** Document passage follows **
Anterior resections of the colon have been performed in a fashion similar to left colon resections. An end to end anatomosis is performed with a circular stapler passed through the rectum after purse string sutures have been placed intracorporeally in the proximal and distal bowel. Both purse string sutures are tied over the stapler, the stapler is closed and the anastomosis completed. Similarly successful laparoscopic technique for AP resections and end colostomy have been reported. It is also possible to perform a sigmoid loop colostomy through laparoscope.
Inspite of the advantages claimed there are several points of cautions that need be considered in case of laparoscopic bowel resections for malignant diseases. The tactile sense of the surgeon is decreased and thus one is not able to feel the enlarged lymph nodes. In addition the no touch technique cannot be performed as major blood vessels are not identified until the colon has been mobilised. Only time will tell whether an adequate cancer clearance operation can be performed through this technique [1]. However, with the use of newly developed laparoscopic staplers, atraumatic graspers and bowel retractors, with greater familiarity with the technique, ones ability to perform these procedures will improve.
Duodenal Ulcer and Gastro Oesophageal Reflux
In recent years endoscopic modification of certain traditional surgical procedures for duodenal ulcer and gastro oesophageal reflux have been attempted and reported highly successful. The work of Katkhouda and Mouel has focussed on the anterior seromyotomy and posterior truncal vagotomy procedure [14]. The posterior vagus is accessed through the gastro hepatic ligament, dissected free from the posterior aspect of oesophagus, clipped and divided. The anterior lesser curvature seromyotomy begins at the cardia and is extended in a curved fashion 1.5 cm from the lesser curvature to 6 cm short of pylorus. The seromyotomy is then closed either by suturing or by stapling of the muscular layers in an overlapping fashion.
There are also reports of successful performance of truncal vagotomy and pyloroplasty and highly selective vagotomy by laparoscopic: technique. The use of angled endoscopes and the magnification provided by laparoscopy aid in the identification and division of small vagal fibres adjacent to oesophagus which explains the lesser recurrence rate. There are also reports of gastric procedures like omentopexy for perforated duodenal ulcer and repair of full thickness gastric injury through laparoscope.
** End of Document passage **
Reproduce everything from "Anterior resections of" down to "colostomy through laparoscope." in the passage on laparoscopic surgery, substituting "end-to-end stapler" for "circular stapler". The lines that come next are separate material, unrelated to the passage on laparoscopic surgery.
** Record set follows **
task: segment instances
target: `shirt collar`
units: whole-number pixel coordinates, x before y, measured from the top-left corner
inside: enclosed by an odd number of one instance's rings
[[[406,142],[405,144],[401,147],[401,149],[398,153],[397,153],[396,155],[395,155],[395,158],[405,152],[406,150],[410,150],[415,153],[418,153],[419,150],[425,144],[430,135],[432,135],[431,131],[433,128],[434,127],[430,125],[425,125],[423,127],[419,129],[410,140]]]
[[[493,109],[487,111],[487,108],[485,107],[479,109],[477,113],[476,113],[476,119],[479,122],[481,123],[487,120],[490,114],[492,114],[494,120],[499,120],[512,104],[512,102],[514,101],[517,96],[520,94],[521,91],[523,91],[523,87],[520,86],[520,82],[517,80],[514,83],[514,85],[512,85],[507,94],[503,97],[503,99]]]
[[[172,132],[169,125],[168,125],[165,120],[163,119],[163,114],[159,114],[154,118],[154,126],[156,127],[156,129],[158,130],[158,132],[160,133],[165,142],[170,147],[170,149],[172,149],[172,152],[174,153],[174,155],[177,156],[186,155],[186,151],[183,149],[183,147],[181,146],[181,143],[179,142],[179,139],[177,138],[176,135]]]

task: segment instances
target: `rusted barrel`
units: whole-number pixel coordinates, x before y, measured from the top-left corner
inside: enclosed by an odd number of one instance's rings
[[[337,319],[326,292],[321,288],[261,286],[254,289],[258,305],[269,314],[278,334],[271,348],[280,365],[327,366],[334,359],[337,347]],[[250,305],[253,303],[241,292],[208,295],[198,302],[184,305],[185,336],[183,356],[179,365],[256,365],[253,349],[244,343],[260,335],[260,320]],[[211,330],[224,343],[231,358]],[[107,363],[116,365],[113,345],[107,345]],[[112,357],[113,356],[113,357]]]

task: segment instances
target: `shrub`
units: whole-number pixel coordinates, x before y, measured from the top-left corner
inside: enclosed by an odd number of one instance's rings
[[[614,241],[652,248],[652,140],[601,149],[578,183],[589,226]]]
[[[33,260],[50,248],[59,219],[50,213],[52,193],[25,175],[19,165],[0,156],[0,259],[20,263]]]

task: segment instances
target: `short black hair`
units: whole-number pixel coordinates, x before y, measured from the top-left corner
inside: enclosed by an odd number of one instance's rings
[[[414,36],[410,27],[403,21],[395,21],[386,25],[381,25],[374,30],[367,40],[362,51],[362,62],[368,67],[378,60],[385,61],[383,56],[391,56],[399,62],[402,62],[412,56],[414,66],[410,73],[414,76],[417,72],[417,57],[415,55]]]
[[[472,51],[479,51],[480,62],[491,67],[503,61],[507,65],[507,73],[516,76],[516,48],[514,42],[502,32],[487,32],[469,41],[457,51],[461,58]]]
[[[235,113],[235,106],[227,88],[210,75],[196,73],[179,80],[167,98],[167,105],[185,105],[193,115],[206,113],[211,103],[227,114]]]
** End of Record set **
» **Problem solution**
Anterior resections of the colon have been performed in a fashion similar to left colon resections. An end to end anatomosis is performed with a end-to-end stapler passed through the rectum after purse string sutures have been placed intracorporeally in the proximal and distal bowel. Both purse string sutures are tied over the stapler, the stapler is closed and the anastomosis completed. Similarly successful laparoscopic technique for AP resections and end colostomy have been reported. It is also possible to perform a sigmoid loop colostomy through laparoscope.